* [WRITTEN TASK]:
Please identify each line in the items below that contains the word "water" and copy every such line.

-- BEGIN RAW DATA --

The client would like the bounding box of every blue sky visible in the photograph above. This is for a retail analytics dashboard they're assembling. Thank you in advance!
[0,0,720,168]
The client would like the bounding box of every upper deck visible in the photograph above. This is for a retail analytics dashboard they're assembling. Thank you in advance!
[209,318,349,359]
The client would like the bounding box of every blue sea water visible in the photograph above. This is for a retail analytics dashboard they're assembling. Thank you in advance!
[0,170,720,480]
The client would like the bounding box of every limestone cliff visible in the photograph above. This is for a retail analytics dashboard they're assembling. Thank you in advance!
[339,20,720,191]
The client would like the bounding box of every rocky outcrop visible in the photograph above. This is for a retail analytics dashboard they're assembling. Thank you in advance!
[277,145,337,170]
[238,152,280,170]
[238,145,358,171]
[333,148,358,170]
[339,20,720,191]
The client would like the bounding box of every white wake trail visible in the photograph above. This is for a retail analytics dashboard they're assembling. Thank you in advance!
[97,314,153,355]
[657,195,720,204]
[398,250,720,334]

-- END RAW DATA --
-- BEGIN RAW DATA --

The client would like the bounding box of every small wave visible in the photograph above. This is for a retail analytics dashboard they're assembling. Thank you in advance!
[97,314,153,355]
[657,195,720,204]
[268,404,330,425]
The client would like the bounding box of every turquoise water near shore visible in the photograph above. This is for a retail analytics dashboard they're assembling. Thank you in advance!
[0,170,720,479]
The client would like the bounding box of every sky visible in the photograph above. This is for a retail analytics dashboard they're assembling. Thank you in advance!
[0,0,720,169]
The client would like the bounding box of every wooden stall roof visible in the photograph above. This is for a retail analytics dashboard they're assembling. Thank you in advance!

-- END RAW DATA --
-- BEGIN RAW DATA --

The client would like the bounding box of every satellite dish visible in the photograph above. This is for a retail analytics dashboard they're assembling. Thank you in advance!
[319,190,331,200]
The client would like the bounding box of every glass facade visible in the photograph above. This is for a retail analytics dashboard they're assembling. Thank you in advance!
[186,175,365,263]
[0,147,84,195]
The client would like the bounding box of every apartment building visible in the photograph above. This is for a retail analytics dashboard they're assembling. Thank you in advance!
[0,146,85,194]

-- END RAW DATA --

* [EXPECTED OUTPUT]:
The client would like the bounding box of every blue sea water visible in the photograph above. This is for a retail analytics dashboard they're assembling. Thank you in advance!
The client would like the bounding box of every turquoise water near shore visible in the photograph above. This is for a retail analytics dashboard they're assembling. Thank you in advance!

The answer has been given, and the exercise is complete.